Conspiracy thinking necessarily turns the scientific process upside-down, making a conclusion first and then seeking evidence to support it, while ignoring or attacking any evidence against it. This mindset is ripe for shaping by political tribalism, which amplifies closed belief systems, inuring them from outside remediation. Cultlike behavior, such as that of the QAnon movement, may start as an outlier in such an environment but now we see it as everyday ideology from some members of Congress who were reelected in the midterms, showing that they still have support not only despite, but because of, what they believe and say. And do.
Obviously, believing that NASA faked the moon landings is not the cause of all these execrable and obviously false beliefs, but they go hand in hand. A willingness to believe claims without evidence, to dismiss expert experience, and to entertain conspiratorial ideas are all at play here, and smaller, more “fun” ideas like the Apollo hoax are a foot in the door to a universe of nonsense. They may seem harmless, but they lead nowhere good.
This is the nature of the razor-thin path of scientific reality: there’s a limited number of ways to be right, but an infinite number of ways to be wrong. Stay on it, and you see the world for what it is. Step off, and all kinds of unreality become equally plausible.
All familiar themes. I have three thoughts to add.
First, the appeal of conspiratorial thinking aside, some of them arise from the limited cognition of people whose inherited human nature was formed, over hundreds of thousands of years on the Savannah, to interpret the world at certain scales (everything to the horizon) and timespans (a generation or two, or perhaps whatever history is implied by the stories told of tribal ancestors). Learning that the world is a sphere, or that humans traveled to the Moon, simply breaks the cognitive intuitions of many people, who therefore simply refuse to believe it. This is a common psychological bias, called the “argument from personal incredulity.” It is something you have to get over, if you are interested in apprehending the real world rather than just conforming to the prejudices of your tribe/community/family. Wisdom is an individual project.
Second, that evidence and deduction reveals a world far vaster than our intuitions support, undermines most people’s reliance on “common sense.”
Third, there’s a new book (by Richard Haass) with the subtitle “The Ten Habits of Good Citizens.” The book goes to the idea that in addition to certain “rights” guaranteed citizens, through constitutions, perhaps citizens have certain responsibilities and obligations. My thought here doesn’t correspond exactly to anything in that book. Rather, my thought is that being a responsible citizen might entail dealing with the world honestly, and not being taken in by conspiracy theories. Buck up. Take the world as it is.

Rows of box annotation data
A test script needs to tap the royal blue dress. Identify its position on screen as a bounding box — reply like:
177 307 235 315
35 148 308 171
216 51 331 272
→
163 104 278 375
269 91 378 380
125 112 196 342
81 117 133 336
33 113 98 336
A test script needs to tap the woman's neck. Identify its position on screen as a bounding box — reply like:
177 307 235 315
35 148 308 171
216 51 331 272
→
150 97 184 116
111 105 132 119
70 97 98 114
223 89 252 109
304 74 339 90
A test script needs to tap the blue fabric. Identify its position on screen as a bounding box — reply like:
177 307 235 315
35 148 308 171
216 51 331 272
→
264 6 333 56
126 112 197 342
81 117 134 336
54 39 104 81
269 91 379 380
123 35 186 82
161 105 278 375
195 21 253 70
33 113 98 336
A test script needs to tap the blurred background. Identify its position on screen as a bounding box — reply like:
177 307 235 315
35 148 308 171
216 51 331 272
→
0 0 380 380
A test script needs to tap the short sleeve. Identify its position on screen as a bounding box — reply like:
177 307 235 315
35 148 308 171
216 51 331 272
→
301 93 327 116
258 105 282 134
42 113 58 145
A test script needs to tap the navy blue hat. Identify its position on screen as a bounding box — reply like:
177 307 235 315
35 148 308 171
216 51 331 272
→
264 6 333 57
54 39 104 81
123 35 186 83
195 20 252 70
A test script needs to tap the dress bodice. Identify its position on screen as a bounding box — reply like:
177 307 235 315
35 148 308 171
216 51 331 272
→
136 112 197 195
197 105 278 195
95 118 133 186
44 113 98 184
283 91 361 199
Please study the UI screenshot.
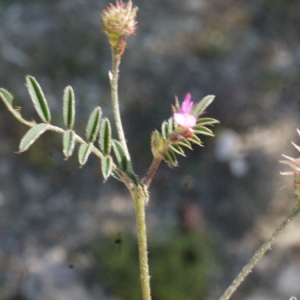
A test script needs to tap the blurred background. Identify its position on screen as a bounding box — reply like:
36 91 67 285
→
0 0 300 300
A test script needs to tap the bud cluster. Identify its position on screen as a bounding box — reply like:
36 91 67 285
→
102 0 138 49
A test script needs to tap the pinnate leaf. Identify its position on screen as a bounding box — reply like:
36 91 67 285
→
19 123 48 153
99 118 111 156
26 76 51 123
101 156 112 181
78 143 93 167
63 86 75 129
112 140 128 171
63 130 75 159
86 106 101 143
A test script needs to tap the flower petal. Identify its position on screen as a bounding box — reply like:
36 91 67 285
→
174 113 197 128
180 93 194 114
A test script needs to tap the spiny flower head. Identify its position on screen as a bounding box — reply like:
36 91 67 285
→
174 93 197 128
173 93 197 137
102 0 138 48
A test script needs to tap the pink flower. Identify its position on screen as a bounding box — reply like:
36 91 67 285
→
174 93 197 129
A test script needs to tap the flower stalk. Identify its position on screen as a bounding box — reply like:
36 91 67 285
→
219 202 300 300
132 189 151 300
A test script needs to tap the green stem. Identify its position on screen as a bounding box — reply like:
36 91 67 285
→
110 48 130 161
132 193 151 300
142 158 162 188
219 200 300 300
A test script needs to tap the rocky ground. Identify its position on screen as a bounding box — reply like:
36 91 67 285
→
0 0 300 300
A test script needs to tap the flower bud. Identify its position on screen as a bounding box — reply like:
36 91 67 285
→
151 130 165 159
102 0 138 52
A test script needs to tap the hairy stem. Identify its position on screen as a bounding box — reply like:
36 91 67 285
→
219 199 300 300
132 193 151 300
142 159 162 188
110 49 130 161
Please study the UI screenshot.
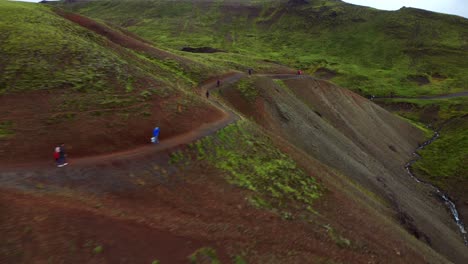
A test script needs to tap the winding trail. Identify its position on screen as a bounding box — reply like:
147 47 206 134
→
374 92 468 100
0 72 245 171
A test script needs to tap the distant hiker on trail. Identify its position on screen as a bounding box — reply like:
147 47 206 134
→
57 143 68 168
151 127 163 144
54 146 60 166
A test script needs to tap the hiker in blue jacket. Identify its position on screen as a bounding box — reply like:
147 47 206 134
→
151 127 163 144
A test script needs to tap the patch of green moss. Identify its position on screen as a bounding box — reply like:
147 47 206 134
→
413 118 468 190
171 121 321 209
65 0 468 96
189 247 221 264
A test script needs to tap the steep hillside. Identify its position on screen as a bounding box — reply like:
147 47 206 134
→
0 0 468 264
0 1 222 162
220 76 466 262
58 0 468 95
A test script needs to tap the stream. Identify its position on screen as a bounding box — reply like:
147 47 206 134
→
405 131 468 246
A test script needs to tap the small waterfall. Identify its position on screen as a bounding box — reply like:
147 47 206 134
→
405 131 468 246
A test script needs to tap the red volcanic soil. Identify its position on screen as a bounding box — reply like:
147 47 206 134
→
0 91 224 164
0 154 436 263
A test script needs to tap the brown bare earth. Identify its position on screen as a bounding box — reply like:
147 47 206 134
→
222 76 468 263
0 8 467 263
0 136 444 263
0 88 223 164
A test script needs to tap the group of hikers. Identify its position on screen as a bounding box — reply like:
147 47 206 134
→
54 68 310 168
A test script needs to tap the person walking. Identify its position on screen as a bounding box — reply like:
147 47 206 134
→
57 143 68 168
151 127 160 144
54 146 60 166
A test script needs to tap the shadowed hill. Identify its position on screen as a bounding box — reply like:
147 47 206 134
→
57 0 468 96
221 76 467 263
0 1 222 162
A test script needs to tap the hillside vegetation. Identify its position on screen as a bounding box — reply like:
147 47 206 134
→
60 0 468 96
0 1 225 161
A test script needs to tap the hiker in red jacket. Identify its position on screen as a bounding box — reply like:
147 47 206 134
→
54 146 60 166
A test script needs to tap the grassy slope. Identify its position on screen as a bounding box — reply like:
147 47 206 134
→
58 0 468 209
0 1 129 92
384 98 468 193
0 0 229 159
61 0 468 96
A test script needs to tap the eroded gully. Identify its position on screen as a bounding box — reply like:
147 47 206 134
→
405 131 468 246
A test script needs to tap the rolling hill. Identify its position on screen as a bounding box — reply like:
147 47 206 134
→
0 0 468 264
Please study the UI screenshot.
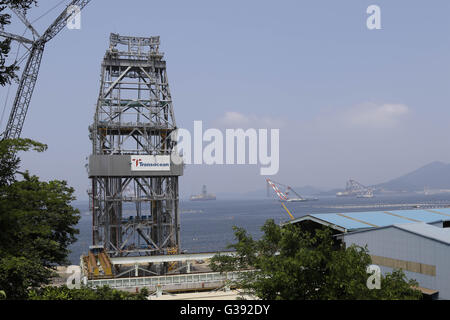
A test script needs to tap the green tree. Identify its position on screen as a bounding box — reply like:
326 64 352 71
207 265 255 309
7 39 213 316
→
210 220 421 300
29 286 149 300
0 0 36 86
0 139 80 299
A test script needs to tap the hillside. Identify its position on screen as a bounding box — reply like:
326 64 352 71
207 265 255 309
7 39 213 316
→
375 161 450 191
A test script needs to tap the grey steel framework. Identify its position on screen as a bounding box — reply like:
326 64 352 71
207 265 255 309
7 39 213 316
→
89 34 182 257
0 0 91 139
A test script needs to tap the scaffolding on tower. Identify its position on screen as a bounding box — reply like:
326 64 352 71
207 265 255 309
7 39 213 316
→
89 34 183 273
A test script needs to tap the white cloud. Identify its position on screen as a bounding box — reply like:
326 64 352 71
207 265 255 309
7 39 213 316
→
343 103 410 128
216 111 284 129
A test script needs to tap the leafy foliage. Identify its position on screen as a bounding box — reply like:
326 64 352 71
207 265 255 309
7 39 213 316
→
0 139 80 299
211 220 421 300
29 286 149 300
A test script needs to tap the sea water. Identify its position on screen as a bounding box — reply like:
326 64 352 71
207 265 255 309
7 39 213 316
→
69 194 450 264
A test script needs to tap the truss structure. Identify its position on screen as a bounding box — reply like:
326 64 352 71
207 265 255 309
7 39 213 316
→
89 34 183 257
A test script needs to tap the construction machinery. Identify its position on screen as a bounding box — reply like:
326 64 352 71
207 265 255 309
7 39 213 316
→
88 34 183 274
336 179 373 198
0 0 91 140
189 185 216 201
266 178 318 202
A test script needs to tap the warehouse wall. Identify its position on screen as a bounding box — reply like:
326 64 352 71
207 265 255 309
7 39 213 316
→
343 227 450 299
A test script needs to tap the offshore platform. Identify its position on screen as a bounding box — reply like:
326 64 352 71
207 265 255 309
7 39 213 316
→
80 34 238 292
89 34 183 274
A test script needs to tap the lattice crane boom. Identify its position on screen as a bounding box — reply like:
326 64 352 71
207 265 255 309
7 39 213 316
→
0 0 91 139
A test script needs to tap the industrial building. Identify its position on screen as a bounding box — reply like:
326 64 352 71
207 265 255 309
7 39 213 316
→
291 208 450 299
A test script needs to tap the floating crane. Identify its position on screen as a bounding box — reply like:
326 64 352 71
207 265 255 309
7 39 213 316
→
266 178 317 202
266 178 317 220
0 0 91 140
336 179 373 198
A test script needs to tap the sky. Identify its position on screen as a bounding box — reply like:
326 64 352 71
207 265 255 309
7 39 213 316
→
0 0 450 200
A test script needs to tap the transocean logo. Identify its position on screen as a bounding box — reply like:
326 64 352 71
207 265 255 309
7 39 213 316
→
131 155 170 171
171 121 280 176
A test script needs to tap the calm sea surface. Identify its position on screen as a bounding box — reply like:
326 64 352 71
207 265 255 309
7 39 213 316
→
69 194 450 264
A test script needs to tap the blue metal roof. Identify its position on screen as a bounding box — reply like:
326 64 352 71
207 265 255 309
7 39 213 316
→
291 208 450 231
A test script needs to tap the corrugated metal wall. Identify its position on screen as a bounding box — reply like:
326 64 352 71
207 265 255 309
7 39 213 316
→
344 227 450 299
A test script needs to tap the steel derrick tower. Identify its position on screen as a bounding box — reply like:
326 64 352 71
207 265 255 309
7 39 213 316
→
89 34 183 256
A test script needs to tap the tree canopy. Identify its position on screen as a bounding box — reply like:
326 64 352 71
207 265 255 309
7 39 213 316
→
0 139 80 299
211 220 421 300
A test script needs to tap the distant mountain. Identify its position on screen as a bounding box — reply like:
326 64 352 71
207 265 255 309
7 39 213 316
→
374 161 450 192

**EXERCISE DIRECTIONS:** In the text on conspiracy thinking, what name is given to the common psychological bias of refusing to believe something because it breaks one's cognitive intuitions?

**THE OUTPUT:** The "argument from personal incredulity."